### Requests
**1.** Answer these questions from the route recommendation abstract.
(a) In which city were the ride-hailing trajectories used in the numerical experiments recorded?
(b) Which network is used to capture the spatial dependencies between road segments?
(c) What do current IRL studies assume about the traffic condition?
**2.** Update a section of the route recommendation abstract. Begin at the words that have "Personalized route recommendation for" and stop after "trajectories validate our model.", and replace "real-time traffic conditions" with "live traffic conditions".
**3.** Translate this sentence from the route recommendation abstract into Spanish: "In addition, the graph attention network is employed to capture the spatial dependencies between road segments."

### Given passage
Personalized route recommendation for ride-hailing with deep inverse reinforcement learning and real-time traffic conditions

https://doi.org/10.1016/j.tre.2022.102780Get rights and content

Highlights

  • We extend inverse reinforcement learning to consider real-time traffic conditions.

  • We propose a new method to calculate the expected state visitation frequency.

  • Numerical experiments on real ride-hailing trajectories validate our model.

Abstract

Personalized route recommendation aims to recommend routes based on users’ route preference. The vast amount of GPS trajectories tracking driving behavior has made deep learning, especially inverse reinforcement learning (IRL), a popular choice for personalized route recommendation. However, current IRL studies assume that the traffic condition is static and approximate the expected state visitation frequencies to update the neural network. This study improves the IRL to recommend personalized routes considering real-time traffic conditions. We also improve the expected state visitation frequency calculation based on characteristics of ride-hailing and taxi trajectories to calculate the gradient of the neural network. In addition, the graph attention network is employed to capture the spatial dependencies between road segments. Numerical experiments using real ride-hailing trajectories in Chengdu, China validate our model. At last, a statistical test is conducted, and route preferences reflected by the same driver’s empty trajectories and occupied trajectories are found to have significant differences.

(Excerpts of pointing data)
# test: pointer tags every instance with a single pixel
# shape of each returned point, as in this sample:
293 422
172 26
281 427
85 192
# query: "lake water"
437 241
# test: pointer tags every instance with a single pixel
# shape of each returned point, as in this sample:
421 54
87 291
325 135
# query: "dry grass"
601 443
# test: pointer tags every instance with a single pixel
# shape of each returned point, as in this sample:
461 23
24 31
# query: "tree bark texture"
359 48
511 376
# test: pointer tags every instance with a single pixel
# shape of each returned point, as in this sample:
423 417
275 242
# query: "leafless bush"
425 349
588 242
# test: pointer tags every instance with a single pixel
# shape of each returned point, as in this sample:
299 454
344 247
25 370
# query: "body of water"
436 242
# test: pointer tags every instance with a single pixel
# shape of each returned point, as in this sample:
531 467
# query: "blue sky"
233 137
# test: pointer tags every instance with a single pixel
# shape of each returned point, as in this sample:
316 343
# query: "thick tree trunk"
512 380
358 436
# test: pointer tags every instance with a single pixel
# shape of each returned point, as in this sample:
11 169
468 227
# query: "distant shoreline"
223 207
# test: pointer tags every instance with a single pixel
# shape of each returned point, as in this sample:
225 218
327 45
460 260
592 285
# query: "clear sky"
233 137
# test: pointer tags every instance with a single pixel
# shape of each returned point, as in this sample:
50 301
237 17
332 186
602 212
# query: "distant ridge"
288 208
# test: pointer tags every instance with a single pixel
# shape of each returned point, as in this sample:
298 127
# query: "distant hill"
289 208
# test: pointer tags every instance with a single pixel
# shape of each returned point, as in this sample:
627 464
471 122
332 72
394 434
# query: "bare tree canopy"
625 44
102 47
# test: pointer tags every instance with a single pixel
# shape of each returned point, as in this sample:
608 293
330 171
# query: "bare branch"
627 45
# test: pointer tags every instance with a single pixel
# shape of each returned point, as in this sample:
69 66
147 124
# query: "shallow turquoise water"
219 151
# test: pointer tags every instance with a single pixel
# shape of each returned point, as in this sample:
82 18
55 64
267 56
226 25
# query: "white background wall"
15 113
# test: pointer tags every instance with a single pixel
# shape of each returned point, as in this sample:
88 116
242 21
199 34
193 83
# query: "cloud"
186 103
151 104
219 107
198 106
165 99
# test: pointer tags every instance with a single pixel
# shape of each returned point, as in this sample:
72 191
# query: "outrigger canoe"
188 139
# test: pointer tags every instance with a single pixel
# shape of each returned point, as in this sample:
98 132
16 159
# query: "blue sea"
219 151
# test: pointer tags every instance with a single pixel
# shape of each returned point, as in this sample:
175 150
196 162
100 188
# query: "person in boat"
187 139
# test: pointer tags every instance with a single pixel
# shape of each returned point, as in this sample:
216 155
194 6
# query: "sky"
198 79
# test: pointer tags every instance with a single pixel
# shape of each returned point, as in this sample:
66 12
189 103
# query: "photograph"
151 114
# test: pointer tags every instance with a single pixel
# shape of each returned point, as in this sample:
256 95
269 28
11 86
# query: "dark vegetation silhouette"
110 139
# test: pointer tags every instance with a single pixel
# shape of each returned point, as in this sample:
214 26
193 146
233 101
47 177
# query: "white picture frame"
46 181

### Solutions below
**1.**
(a) Chengdu, China
(b) The graph attention network
(c) That it is static

**2.**
Personalized route recommendation for ride-hailing with deep inverse reinforcement learning and live traffic conditions

https://doi.org/10.1016/j.tre.2022.102780Get rights and content

Highlights

  • We extend inverse reinforcement learning to consider live traffic conditions.

  • We propose a new method to calculate the expected state visitation frequency.

  • Numerical experiments on real ride-hailing trajectories validate our model.

**3.** Además, se emplea la red de atención de grafos para capturar las dependencias espaciales entre los segmentos de carretera.